No, no me molestaba.
—¿No es un lío tener el mismo nombre que el científico aquel?
Tardé un momento en comprenderlo. ¿Me estaba tomando el pelo?
Finalmente lo entendí.
—Yo soy el científico aquel —respondí. Calló un momento y luego
sonrió.
—Perdone. Como ése es mi problema, pensé que también sería el
suyo.
Me tendió la mano.
—Me llamo William F. Buckiey.
(Bueno, no era exactamente William F. Buckiey, pero llevaba el
nombre de un conocido y polémico entrevistador de televisión, lo que sin
duda le había valido gran número de inofensivas bromas.)
Mientras nos instalábamos en el coche para emprender el largo
recorrido, con los limpiaparabrisas funcionando rítmicamente, me dijo que se
alegraba de que yo fuera «el científico aquel» porque tenía muchas preguntas
sobre ciencia. ¿Me molestaba?
No, no me molestaba.
Y nos pusimos a hablar. Pero no de ciencia. Él quería hablar de los
extraterrestres congelados que languidecían en una base de las Fuerzas
Aéreas cerca de San Antonio, de «canalización» (una manera de oír lo que
hay en la mente de los muertos... que no es mucho, por lo visto), de cristales,
de las profecías de Nostradamus, de astrología, del sudario de Turín...

__PREGUNTAS DE COMPRENSIÓN__:
(a) Indique si cada afirmación concuerda con el texto fuente y cite las palabras que lo deciden: (i) el hombre que se presentó se llamaba exactamente William F. Buckiey; (ii) los limpiaparabrisas funcionaban durante el trayecto; (iii) la conversación trató sobre ciencia.
(b) Prosiga el texto fuente a partir de su última frase.
Los ítems que vienen a continuación son un material independiente del texto fuente.

__DATOS EXTRAÍDOS__:
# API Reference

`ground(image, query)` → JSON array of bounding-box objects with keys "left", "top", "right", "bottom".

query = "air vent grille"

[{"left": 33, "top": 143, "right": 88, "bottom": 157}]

--

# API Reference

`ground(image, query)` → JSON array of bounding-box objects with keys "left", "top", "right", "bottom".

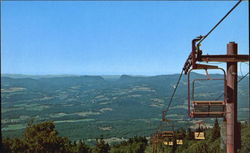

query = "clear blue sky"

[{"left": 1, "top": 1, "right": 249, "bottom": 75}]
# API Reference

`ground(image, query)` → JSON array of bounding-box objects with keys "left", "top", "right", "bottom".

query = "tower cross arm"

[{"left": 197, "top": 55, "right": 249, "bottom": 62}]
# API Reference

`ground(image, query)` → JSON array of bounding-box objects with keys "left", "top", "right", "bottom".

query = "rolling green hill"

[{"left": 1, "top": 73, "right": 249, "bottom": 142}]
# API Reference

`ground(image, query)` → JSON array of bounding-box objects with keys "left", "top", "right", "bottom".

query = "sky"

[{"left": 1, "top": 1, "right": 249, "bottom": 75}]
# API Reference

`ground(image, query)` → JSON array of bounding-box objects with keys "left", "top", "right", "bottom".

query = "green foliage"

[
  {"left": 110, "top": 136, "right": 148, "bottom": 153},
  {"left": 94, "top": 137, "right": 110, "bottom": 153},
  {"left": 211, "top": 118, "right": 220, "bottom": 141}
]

__LISTA DE RESPUESTAS__:
(a)
(i) No: «Bueno, no era exactamente William F. Buckiey».
(ii) Sí: «con los limpiaparabrisas funcionando rítmicamente».
(iii) No: «Pero no de ciencia».

(b)
Presentaba cada uno de estos portentosos temas con un entusiasmo lleno de
optimismo. Yo me veía obligado a decepcionarle cada vez.
—La prueba es insostenible —le repetía una y otra vez—. Hay una
explicación mucho más sencilla.
En cierto modo era un hombre bastante leído. Conocía los distintos
matices especulativos, por ejemplo, sobre los «continentes hundidos» de la
Atlántida y Lemuria. Se sabía al dedillo cuáles eran las expediciones
submarinas previstas para encontrar las columnas caídas y los minaretes rotos
de una civilización antiguamente grande cuyos restos ahora sólo eran
visitados por peces luminiscentes de alta mar y calamares gigantes. Sólo
que... aunque el océano guarda muchos secretos, yo sabía que no hay la más
mínima base oceanográfica o geofísica para deducir la existencia de la
Atlántida y Lemuria. Por lo que sabe la ciencia hasta este momento, no
existieron jamás. A estas alturas, se lo dije de mala gana.
Mientras viajábamos bajo la lluvia me di cuenta de que el hombre
estaba cada vez más taciturno. Con lo que yo le decía no sólo descartaba una
doctrina falsa, sino que eliminaba una faceta preciosa de su vida interior.
Y, sin embargo, hay tantas cosas en la ciencia real, igualmente
excitantes y más misteriosas, que presentan un desafío intelectual mayor...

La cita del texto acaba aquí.